§ Stated exercise
Rename "silhouetted building" to "shadowed building" in the items, starting at the line containing "of the silhouetted" and ending at the line containing "Target: silhouetted building". Return only those lines, with nothing else changed.

Records:
▽

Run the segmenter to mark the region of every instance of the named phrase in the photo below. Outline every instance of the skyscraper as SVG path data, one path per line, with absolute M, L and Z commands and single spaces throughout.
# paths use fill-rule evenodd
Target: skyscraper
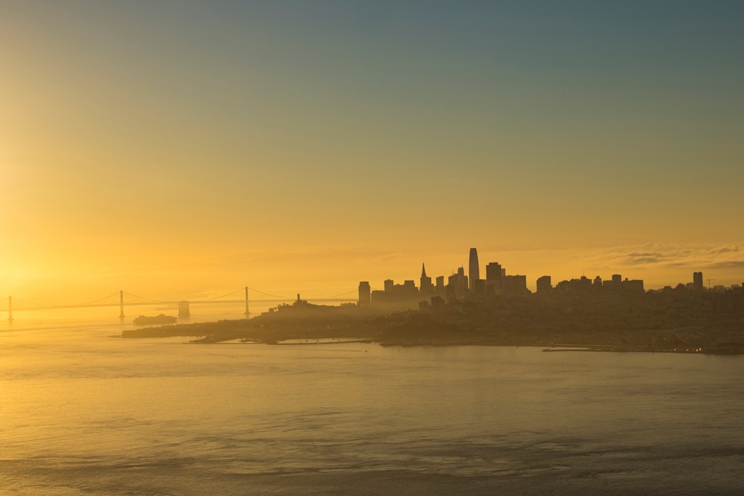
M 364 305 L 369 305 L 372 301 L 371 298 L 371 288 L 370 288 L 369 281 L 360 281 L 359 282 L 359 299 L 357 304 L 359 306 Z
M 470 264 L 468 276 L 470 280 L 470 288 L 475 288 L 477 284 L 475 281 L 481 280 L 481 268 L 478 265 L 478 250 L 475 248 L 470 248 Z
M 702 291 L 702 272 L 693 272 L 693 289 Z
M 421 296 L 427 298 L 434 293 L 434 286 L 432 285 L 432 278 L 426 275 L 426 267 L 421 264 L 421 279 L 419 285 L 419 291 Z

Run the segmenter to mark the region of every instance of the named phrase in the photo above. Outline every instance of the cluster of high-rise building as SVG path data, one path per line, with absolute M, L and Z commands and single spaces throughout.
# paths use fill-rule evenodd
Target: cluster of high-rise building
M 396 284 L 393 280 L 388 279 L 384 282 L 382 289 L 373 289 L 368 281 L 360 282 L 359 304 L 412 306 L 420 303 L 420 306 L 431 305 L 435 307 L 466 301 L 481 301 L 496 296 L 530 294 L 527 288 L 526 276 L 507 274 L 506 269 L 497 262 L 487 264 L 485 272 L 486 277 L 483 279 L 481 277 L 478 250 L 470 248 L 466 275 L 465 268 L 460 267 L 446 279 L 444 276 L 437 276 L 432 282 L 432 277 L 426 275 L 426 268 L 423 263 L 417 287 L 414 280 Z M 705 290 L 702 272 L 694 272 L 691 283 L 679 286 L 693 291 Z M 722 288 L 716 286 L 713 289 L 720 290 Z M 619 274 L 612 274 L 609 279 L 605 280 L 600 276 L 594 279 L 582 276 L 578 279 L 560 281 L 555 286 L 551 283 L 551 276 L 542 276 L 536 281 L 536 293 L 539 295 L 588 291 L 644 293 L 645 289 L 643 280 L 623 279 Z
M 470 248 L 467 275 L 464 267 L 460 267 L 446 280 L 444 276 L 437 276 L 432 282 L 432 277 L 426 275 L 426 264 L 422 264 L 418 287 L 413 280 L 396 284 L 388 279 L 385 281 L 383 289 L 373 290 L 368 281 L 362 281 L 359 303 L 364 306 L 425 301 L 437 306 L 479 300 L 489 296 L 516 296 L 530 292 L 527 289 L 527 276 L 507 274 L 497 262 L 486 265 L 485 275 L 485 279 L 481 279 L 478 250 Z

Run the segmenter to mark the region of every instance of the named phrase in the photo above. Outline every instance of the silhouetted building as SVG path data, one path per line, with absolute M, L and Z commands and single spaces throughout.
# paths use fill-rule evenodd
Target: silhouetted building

△
▽

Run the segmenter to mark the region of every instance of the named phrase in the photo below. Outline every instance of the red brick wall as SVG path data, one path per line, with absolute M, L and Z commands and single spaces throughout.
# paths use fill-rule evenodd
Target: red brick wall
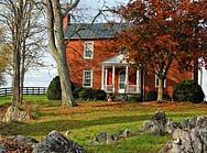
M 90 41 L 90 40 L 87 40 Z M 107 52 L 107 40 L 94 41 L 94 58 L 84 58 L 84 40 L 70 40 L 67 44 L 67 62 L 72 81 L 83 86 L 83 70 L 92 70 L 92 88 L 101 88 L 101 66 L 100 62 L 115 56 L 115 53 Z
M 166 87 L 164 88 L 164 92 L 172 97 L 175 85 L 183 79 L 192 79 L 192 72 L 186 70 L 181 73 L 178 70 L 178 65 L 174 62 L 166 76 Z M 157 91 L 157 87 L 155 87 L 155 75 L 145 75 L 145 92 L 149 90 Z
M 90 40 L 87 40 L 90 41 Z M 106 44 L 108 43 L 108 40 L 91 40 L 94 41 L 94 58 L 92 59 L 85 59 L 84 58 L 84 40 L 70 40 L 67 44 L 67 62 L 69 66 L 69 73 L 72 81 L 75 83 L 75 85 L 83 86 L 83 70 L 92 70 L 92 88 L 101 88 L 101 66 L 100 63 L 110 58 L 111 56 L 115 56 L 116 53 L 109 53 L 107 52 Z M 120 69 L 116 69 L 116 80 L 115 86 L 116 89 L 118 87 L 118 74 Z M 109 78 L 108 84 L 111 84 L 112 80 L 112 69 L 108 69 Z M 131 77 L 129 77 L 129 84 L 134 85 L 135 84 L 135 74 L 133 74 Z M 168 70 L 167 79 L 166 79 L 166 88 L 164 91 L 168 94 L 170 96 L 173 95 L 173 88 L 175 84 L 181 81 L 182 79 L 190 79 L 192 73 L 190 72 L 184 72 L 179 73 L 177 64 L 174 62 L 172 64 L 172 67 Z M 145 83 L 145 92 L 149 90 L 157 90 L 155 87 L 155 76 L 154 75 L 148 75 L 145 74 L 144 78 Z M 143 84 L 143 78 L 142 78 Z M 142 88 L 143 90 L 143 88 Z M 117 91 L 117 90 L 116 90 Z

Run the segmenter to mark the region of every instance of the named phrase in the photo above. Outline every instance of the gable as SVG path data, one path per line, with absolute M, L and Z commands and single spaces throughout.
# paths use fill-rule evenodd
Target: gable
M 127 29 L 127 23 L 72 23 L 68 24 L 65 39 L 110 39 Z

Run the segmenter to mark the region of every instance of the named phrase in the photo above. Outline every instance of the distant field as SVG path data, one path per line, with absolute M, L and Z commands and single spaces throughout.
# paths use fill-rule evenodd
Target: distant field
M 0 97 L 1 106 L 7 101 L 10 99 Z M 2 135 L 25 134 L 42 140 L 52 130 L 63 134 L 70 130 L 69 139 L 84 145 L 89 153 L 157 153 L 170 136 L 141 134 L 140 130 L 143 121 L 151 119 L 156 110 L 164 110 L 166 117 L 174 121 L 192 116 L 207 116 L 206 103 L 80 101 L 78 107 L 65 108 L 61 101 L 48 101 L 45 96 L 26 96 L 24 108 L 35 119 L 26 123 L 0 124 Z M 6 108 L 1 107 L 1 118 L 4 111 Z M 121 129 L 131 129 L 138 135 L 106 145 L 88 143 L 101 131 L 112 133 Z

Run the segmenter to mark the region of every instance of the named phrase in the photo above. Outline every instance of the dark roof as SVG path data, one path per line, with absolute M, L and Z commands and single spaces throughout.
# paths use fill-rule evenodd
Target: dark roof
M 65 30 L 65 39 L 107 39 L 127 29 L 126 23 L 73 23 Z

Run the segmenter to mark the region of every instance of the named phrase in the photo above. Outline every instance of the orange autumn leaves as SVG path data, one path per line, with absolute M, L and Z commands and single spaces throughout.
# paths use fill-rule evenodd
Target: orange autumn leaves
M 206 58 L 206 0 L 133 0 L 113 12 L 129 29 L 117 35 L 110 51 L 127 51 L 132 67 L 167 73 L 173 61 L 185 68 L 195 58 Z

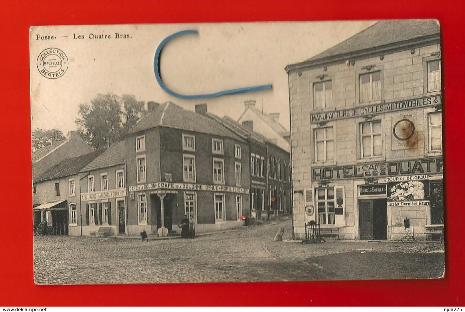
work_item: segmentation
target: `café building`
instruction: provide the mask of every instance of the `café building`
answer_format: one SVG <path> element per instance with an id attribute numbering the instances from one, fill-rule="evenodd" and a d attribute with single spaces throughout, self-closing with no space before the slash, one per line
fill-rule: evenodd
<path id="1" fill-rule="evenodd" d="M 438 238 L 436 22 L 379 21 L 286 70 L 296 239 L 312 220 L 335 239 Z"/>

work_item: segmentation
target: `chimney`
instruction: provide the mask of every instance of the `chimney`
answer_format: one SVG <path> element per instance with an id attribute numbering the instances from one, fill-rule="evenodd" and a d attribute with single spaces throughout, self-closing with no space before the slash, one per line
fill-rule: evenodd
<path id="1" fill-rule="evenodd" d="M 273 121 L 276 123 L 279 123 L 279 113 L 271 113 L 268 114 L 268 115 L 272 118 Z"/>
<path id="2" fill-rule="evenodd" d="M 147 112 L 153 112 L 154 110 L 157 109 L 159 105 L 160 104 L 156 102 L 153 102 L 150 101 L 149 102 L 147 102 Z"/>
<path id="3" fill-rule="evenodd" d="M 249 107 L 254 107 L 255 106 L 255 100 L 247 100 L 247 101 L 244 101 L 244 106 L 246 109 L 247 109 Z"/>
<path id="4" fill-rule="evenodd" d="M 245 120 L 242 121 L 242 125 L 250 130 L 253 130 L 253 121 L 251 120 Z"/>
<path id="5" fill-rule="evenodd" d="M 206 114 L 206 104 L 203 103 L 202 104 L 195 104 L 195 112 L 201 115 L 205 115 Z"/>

△
▽

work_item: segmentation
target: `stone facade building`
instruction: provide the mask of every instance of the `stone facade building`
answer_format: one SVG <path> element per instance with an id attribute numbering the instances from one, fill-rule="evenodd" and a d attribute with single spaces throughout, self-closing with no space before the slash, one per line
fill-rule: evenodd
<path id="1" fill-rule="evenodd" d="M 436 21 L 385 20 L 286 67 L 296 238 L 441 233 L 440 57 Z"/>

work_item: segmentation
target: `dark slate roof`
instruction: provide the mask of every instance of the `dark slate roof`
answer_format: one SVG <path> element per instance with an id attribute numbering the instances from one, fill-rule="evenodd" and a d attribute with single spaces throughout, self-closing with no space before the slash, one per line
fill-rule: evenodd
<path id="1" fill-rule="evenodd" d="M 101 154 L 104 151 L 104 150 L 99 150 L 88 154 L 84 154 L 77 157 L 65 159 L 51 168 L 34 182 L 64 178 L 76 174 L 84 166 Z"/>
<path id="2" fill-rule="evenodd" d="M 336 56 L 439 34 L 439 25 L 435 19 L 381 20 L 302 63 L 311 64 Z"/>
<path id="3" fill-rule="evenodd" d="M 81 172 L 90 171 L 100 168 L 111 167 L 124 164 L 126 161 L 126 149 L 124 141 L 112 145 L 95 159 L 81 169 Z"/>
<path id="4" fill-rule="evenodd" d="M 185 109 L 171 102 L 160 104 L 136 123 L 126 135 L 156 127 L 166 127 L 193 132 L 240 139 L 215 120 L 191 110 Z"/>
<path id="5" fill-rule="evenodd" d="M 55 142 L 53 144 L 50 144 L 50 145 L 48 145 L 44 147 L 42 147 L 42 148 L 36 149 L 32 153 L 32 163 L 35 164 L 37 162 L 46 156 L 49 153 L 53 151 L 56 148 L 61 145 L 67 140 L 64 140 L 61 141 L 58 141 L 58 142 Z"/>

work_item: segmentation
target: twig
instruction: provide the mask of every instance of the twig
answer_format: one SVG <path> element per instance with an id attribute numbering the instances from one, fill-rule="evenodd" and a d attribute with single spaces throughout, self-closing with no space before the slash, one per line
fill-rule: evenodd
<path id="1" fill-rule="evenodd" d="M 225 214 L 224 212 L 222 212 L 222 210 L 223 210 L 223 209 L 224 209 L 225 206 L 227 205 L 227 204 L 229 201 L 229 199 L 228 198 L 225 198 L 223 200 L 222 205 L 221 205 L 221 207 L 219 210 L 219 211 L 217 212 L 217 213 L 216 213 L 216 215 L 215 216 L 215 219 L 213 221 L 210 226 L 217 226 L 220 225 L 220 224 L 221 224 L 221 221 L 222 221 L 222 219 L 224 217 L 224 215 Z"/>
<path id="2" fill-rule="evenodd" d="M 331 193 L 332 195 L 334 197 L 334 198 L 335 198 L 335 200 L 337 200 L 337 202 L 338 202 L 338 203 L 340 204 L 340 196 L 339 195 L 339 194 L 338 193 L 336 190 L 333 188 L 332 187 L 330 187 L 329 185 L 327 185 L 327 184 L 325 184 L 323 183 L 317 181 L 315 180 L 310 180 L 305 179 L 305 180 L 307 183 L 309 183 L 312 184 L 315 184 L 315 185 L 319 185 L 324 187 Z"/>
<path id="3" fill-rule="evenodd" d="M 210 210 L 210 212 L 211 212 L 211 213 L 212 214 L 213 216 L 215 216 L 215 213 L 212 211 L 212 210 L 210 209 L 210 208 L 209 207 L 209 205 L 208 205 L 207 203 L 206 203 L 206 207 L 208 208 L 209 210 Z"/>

△

§ Response
Run the segmenter to mark the region of every instance of the named phrase in the photo above. Outline every instance of the shadowed building as SVG path data, one path per line, with absolute M, L and Z commands and single spaces throughout.
# paths use fill-rule evenodd
Target: shadowed building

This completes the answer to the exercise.